Goal: Rewrite every row below, swapping "one dot per instance" for "a single point for each one" wherever it occurs and leaving everything else as it is.

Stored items
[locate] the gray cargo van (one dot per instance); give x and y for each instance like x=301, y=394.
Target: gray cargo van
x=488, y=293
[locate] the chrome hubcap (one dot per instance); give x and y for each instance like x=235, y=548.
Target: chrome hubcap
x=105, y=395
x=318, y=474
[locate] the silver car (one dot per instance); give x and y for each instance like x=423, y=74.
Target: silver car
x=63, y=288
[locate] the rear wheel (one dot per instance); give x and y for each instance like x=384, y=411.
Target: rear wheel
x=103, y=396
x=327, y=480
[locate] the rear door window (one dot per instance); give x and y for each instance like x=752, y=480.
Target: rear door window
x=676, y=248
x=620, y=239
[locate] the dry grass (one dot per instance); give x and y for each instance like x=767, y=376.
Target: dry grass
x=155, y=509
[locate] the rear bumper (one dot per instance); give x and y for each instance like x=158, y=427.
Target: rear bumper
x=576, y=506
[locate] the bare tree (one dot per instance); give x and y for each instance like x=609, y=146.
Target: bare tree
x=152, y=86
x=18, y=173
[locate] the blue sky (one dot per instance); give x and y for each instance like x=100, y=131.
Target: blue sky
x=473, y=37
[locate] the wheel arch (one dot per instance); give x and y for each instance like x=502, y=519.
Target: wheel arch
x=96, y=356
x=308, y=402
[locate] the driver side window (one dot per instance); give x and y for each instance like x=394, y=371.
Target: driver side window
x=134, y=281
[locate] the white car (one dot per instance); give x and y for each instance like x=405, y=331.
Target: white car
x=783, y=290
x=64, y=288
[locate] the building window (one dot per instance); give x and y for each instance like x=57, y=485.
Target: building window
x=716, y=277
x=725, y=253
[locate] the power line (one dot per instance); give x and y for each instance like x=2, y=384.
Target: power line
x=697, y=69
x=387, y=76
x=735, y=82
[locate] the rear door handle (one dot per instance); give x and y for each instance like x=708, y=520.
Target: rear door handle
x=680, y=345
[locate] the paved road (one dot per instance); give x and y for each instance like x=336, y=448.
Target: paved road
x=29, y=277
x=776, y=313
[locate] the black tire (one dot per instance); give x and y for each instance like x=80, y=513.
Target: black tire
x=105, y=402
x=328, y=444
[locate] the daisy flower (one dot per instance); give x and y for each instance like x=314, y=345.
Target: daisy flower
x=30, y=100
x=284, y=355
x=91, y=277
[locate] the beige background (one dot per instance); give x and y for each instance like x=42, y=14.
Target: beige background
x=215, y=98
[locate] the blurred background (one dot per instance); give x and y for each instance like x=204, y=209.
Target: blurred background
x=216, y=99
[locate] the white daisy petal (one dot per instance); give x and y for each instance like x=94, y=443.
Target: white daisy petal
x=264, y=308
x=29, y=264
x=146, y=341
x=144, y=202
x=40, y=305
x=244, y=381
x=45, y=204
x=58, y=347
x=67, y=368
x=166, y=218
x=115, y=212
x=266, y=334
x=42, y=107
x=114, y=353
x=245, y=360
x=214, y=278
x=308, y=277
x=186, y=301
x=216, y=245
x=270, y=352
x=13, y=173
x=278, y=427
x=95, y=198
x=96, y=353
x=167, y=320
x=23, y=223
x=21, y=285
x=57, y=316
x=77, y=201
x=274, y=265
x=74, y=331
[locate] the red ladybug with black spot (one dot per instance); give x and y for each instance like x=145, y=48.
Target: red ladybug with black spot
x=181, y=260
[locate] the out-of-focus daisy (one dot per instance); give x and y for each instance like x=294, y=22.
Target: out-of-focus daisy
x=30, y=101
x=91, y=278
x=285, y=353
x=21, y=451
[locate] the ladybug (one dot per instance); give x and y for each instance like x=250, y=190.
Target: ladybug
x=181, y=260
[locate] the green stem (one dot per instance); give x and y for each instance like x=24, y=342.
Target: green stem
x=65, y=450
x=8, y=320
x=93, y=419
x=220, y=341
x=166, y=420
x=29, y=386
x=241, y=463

Solution to this task:
[locate] the gray cargo van (a single point for each one); give x and y for each instance like x=301, y=394.
Target: gray cargo van
x=488, y=293
[locate] the chrome hubcap (a single point for each one); give x and y for each instance like x=235, y=548.
Target: chrome hubcap
x=105, y=395
x=318, y=474
[locate] the silver car (a single point for each one); give x and y for each instance like x=423, y=74.
Target: silver car
x=63, y=288
[locate] the rear wheel (a single point for each one); give x and y for each instance like x=384, y=411.
Target: rear wheel
x=103, y=396
x=327, y=480
[locate] the rear door window (a single point for each one); give x and y for each instance like x=752, y=480.
Target: rear door window
x=676, y=248
x=620, y=239
[locate] the dry grass (a single point for each one); give x and y for each instance like x=767, y=376.
Target: dry grass
x=155, y=509
[locate] the rear bumper (a single point for each one); give x and y for each instance like x=158, y=427.
Target: rear bumper
x=576, y=506
[locate] the bare tree (a single point for each one); give x and y for each instance like x=609, y=146.
Target: bare tree
x=152, y=86
x=18, y=173
[locate] the blue sky (a single point for each one); give x and y for each instance like x=100, y=131.
Target: blue sky
x=473, y=37
[locate] the wheel arch (a single point for each one); give x and y for each instance like x=502, y=519.
Target: wheel arch
x=96, y=356
x=308, y=402
[locate] the driver side window (a single point for each one); give x and y for each instance like x=394, y=371.
Target: driver side window
x=134, y=281
[locate] the white car (a single point for each one); give x and y for each instance like x=405, y=331.
Target: white car
x=783, y=290
x=64, y=288
[locate] the building window (a single point for each one); give x and y for each instance like x=57, y=485.
Target: building window
x=716, y=277
x=725, y=253
[locate] the power line (a single point for each one); give x and y for each instance like x=2, y=384.
Target: power line
x=697, y=69
x=387, y=76
x=735, y=82
[locate] the rear door handle (a single point for each one); give x and y for each instance like x=708, y=520.
Target: rear door handle
x=680, y=345
[locate] the paved road (a single point for each one); give x and y for each instance like x=336, y=448.
Target: paved road
x=29, y=277
x=776, y=313
[locate] the black tire (a single point for each one); give x and y for each instance like x=80, y=513.
Target: black tire
x=105, y=402
x=328, y=444
[locate] the daisy flower (a single point for each one); give x and y for each instance like x=314, y=345.
Target: daisy flower
x=30, y=100
x=284, y=355
x=91, y=277
[locate] the beige background (a single point for each one); give x and y for each instance like x=42, y=14.
Target: beige background
x=215, y=98
[locate] the blurred background (a single point for each one); give x and y for each instance like x=204, y=209.
Target: blurred background
x=216, y=99
[locate] the white daisy petal (a single point for each one); give x and y for each instance like x=94, y=443.
Target: white daisy petal
x=264, y=308
x=29, y=264
x=146, y=341
x=144, y=202
x=40, y=305
x=244, y=381
x=45, y=204
x=58, y=347
x=67, y=368
x=166, y=218
x=115, y=212
x=266, y=334
x=42, y=107
x=114, y=353
x=245, y=360
x=214, y=278
x=308, y=277
x=186, y=301
x=216, y=245
x=270, y=352
x=13, y=173
x=278, y=427
x=95, y=198
x=96, y=353
x=167, y=320
x=23, y=223
x=21, y=285
x=57, y=316
x=77, y=201
x=274, y=265
x=74, y=331
[locate] the red ladybug with black spot (a single point for each one); give x and y for each instance like x=145, y=48.
Target: red ladybug with black spot
x=181, y=260
[locate] the out-of-focus daisy (a single point for each one); give x and y for each instance like x=294, y=22.
Target: out-of-focus daisy
x=30, y=101
x=91, y=278
x=285, y=353
x=21, y=451
[locate] the ladybug (a single point for each one); give x and y for each instance like x=250, y=190.
Target: ladybug
x=181, y=260
[locate] the green stem (a single point for each one); give x and y for each instance like x=24, y=342.
Target: green stem
x=65, y=450
x=8, y=320
x=93, y=419
x=220, y=341
x=166, y=420
x=29, y=386
x=241, y=463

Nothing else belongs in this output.